• WHAT THIS TASK INVOLVES
Copy the data word for word, keeping every line.

:: DATA PROVIDED ::

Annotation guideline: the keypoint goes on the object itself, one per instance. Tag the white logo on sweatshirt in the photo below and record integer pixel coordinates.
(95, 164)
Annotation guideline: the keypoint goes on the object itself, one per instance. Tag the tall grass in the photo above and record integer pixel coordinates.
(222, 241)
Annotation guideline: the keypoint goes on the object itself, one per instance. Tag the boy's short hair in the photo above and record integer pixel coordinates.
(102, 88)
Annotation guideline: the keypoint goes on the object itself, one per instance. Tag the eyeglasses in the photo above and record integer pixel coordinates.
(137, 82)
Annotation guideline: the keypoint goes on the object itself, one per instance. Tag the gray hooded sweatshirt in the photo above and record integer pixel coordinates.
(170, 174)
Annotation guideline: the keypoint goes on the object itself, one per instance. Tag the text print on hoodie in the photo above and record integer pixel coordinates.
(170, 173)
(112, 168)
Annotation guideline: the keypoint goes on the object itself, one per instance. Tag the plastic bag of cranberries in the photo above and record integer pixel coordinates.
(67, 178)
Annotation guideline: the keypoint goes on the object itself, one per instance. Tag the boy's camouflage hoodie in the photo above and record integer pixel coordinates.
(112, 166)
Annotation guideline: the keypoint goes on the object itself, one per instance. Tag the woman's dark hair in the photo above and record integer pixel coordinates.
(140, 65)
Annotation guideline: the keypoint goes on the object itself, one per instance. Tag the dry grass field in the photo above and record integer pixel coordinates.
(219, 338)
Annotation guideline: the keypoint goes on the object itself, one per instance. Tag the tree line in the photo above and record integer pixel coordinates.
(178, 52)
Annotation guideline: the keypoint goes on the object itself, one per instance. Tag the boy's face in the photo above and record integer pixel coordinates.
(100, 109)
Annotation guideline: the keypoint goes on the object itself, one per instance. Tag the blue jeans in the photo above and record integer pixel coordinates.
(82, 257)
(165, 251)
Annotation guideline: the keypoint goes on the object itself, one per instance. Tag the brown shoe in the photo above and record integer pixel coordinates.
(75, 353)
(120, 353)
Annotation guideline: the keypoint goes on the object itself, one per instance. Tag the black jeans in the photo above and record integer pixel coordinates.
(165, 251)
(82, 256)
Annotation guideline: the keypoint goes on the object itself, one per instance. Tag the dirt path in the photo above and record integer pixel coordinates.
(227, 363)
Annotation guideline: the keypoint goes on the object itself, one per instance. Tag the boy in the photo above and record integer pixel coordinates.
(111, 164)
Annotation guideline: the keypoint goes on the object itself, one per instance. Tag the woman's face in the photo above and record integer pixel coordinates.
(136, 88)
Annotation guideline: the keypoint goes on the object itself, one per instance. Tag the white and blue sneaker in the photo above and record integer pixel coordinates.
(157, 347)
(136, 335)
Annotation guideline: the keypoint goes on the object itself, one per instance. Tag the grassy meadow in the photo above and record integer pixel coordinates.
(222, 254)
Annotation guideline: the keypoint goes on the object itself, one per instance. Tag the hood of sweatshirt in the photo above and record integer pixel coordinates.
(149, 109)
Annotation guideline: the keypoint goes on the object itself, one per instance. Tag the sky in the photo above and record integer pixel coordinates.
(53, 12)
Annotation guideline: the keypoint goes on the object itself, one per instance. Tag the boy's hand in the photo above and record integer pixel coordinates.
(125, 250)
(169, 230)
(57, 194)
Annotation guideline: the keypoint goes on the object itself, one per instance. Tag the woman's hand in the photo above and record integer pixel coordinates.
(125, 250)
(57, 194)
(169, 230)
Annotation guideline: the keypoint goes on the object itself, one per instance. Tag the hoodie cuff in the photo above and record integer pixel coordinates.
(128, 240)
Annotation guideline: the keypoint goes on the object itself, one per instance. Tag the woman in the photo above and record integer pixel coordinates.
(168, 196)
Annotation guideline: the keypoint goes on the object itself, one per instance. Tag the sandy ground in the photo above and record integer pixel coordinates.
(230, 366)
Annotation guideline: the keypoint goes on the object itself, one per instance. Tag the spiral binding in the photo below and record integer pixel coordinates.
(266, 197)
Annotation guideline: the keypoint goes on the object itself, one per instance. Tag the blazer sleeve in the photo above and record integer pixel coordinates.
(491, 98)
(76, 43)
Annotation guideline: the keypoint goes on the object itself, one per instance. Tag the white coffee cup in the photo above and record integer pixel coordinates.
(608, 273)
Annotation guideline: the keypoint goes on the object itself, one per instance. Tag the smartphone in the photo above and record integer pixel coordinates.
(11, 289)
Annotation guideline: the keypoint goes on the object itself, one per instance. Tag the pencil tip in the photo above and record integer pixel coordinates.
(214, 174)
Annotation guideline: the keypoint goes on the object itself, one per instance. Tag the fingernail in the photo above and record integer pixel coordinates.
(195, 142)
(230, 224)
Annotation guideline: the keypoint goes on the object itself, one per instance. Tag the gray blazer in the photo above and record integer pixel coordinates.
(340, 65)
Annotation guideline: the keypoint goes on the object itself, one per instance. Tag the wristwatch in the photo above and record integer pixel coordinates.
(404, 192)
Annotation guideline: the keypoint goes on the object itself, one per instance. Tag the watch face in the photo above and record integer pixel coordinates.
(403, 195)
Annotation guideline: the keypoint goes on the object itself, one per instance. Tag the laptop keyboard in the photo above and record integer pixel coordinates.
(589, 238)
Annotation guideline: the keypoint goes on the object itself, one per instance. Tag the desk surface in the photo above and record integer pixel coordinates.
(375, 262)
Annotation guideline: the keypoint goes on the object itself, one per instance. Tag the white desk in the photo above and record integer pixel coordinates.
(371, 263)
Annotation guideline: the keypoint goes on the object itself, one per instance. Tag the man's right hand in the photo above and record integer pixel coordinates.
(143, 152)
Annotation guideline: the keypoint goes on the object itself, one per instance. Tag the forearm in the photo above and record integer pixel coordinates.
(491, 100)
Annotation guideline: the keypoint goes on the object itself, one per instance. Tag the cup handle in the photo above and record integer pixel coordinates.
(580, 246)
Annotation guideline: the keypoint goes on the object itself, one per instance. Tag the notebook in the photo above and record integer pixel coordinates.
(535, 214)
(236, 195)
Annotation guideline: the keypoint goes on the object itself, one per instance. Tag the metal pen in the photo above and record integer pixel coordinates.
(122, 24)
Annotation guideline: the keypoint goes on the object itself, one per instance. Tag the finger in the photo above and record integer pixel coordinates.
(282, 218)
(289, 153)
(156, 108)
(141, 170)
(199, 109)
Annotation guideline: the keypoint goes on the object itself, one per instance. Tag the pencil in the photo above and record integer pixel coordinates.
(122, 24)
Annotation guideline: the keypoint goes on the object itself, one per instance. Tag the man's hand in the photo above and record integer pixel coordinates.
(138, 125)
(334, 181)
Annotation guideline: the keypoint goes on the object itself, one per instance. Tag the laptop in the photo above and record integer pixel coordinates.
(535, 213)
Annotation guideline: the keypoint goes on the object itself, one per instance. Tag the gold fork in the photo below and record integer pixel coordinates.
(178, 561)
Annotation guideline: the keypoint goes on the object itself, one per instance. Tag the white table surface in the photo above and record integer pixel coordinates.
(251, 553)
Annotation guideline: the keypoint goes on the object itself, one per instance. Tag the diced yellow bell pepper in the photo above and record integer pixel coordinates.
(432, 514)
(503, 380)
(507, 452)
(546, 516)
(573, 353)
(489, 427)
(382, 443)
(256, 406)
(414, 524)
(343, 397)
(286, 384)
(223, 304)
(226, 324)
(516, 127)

:::

• RESPONSE TO THIS TASK
Annotation guideline: the keypoint goes on the object itself, one per instance. Tag the white logo on sweatshirt in the photo below and record integer pixel coordinates.
(95, 164)
Annotation guideline: the keypoint goes on the object itself, one per instance. Tag the tall grass in the photo above and record integer pixel coordinates.
(222, 241)
Annotation guideline: the keypoint goes on the object itself, one per instance. Tag the boy's short hair in the photo above and record integer pixel coordinates.
(102, 88)
Annotation guideline: the keypoint goes on the object itself, one per instance. Tag the eyeglasses in the photo above and record integer pixel coordinates.
(137, 82)
Annotation guideline: the keypoint goes on the object itself, one per instance. Tag the gray hooded sweatshirt in the photo above and record integer pixel coordinates.
(170, 174)
Annotation guideline: the keypoint goes on the object itself, one per instance. Tag the text print on hoodie in the photo above and record integer pixel coordinates.
(170, 173)
(112, 168)
Annotation guideline: the keypoint goes on the object itself, one per instance. Tag the plastic bag of cranberries in the photo above and record integer pixel coordinates.
(67, 178)
Annotation guideline: the keypoint goes on the object itself, one per instance. Tag the boy's camouflage hoodie in the photo above and record integer pixel coordinates.
(112, 166)
Annotation guideline: the keypoint goes on the object itself, one per instance. Tag the woman's dark hair in the photo above and record integer pixel coordinates.
(140, 65)
Annotation guideline: the keypoint goes on the object itself, one per instance. Tag the dry grass field in the photo above and record integer pixel coordinates.
(219, 338)
Annotation guideline: the keypoint goes on the object itself, one per instance. Tag the tree line in the photo above and record integer pixel coordinates.
(178, 52)
Annotation guideline: the keypoint goes on the object itself, one per instance. Tag the boy's face in the photo above and record integer pixel coordinates.
(100, 109)
Annotation guideline: the keypoint goes on the object itself, one per instance. Tag the blue jeans in the photo above and record integer pixel coordinates.
(82, 257)
(165, 251)
Annotation guideline: the keypoint goes on the object itself, one per instance. Tag the brown shoe in the photo above and record integer pixel coordinates.
(75, 353)
(120, 353)
Annotation guideline: the keypoint goes on the object itself, one per instance. Tag the black jeans in the photo above and record integer pixel coordinates.
(165, 251)
(82, 256)
Annotation guideline: the keypoint goes on the object itself, one per instance. Tag the dirt path in the photo above and record integer pixel coordinates.
(227, 363)
Annotation guideline: the keypoint goes on the object itself, one per instance. Tag the boy in the photo above and record integer pixel coordinates.
(111, 164)
Annotation guideline: the keypoint goes on the object itself, one per instance. Tag the woman's face in the photo above and record integer pixel coordinates.
(136, 88)
Annotation guideline: the keypoint goes on the object itself, one per instance. Tag the white and blue sneaker in the photo above and record integer pixel coordinates.
(157, 347)
(136, 335)
Annotation guideline: the keypoint goes on the object itself, one per instance. Tag the grassy meadow in the photo above and record integer pixel coordinates.
(222, 254)
Annotation guideline: the keypoint goes on the object itself, one per instance. Tag the hood of sweatshirt in the photo above and record integer pixel coordinates.
(149, 109)
Annotation guideline: the keypoint goes on the object itself, one per instance. Tag the sky in the photo above and record integer pixel coordinates.
(53, 12)
Annotation guideline: the keypoint goes on the object itself, one per instance. Tag the boy's hand in the photo above and record integer pixel coordinates.
(125, 250)
(169, 230)
(57, 194)
Annotation guideline: the keypoint goes on the object itself, one per instance. Tag the woman's hand in the photo above and record integer pixel coordinates.
(125, 250)
(57, 194)
(169, 230)
Annotation guideline: the keypoint goes on the object itself, one per instance. Tag the hoodie cuff in the photo above and record integer pixel coordinates.
(128, 240)
Annotation guideline: the keypoint goes on the object itself, one per instance. Tag the woman in the photo above and record integer pixel coordinates.
(168, 196)
Annotation guideline: the keypoint goes on the object itself, one per instance. Tag the sandy ground in the photo above and record integer pixel coordinates.
(230, 366)
Annotation guideline: the keypoint goes on the object itself, one per instance. Tag the spiral binding in the photo below and record integer pixel coordinates.
(266, 197)
Annotation guideline: the keypoint goes on the object itself, one per instance. Tag the blazer sleeve in the photo above and record integer pixel coordinates.
(491, 98)
(76, 43)
Annotation guideline: the keypoint goes on the object itself, one per instance. Tag the white coffee cup in the photo above and record integer pixel coordinates.
(608, 273)
Annotation guideline: the keypoint goes on the object itself, one per instance. Tag the smartphone in the photo above and record integer pixel coordinates.
(11, 289)
Annotation guideline: the keypoint goes on the object itself, one per instance. Tag the pencil tip in the photo above and record integer pixel coordinates.
(214, 174)
Annotation guideline: the keypoint goes on the object itself, one per instance. Tag the fingernail in the photo above and record integer pixel coordinates.
(195, 142)
(230, 224)
Annotation guideline: the keypoint goes on the object itself, one per instance. Tag the gray blazer in the photo above and record integer pixel coordinates.
(340, 65)
Annotation guideline: the keypoint goes on the object itself, one per instance. Tag the wristwatch in the photo above and record integer pixel coordinates.
(404, 192)
Annotation guideline: the keypoint goes on the object itself, one per instance. Tag the watch face in the photo above and record integer pixel coordinates.
(403, 195)
Annotation guideline: the keypoint goes on the object itself, one per instance. Tag the laptop keyboard in the photo above and record integer pixel coordinates.
(589, 238)
Annotation guideline: the keypoint goes on the object itself, one per instance. Tag the desk surface in the photo above and record integer pixel coordinates.
(375, 262)
Annotation guideline: the keypoint goes on the object itself, one per instance. Tag the white desk in the photo above and record integer pixel coordinates.
(371, 263)
Annotation guideline: the keypoint goes on the object itself, one per instance. Tag the man's right hand in the photo above and record integer pixel coordinates.
(143, 152)
Annotation guideline: the keypoint goes on the object itself, one per instance. Tag the forearm in the photo above and record integer pixel coordinates.
(491, 100)
Annotation guideline: the keypoint goes on the object itself, one per instance. Tag the cup handle in the photo above and record integer pixel coordinates.
(580, 246)
Annotation guideline: the keypoint goes on the object itself, one per instance. Tag the notebook in the photo above and record integer pixel coordinates.
(535, 214)
(236, 195)
Annotation guideline: the keypoint goes on the object itself, one per instance. Tag the metal pen in the photo above and record integer pixel coordinates.
(122, 24)
Annotation guideline: the keypoint goes on the object itself, one per instance. Tag the finger in the photo above and record integer pixel coordinates.
(282, 218)
(289, 153)
(156, 108)
(141, 170)
(199, 109)
Annotation guideline: the keypoint goes on the object itself, one per instance. Tag the pencil in the photo above and record integer pixel coordinates.
(122, 24)
Annotation guideline: the keypoint goes on the object itself, one per instance. Tag the man's hand in the photo above and record integer pixel coordinates.
(138, 125)
(334, 181)
Annotation guideline: the keypoint goes on the object itself, one per instance. Tag the laptop in the photo above and record integer pixel coordinates.
(535, 213)
Annotation guideline: the keypoint goes on the object itself, one per instance. Tag the gold fork in the photo below and record integer pixel coordinates.
(178, 561)
Annotation guideline: the keypoint goes on the object itself, one per instance. Tag the white table surface in the photo above and record integer pixel coordinates.
(251, 553)
Annotation guideline: the keypoint goes on the object itself, one per instance. Tag the diced yellow bell pepper in the photo above and record integer pixel coordinates.
(432, 514)
(503, 380)
(507, 452)
(546, 516)
(573, 353)
(489, 427)
(382, 443)
(256, 406)
(414, 524)
(343, 397)
(286, 384)
(223, 304)
(226, 324)
(516, 127)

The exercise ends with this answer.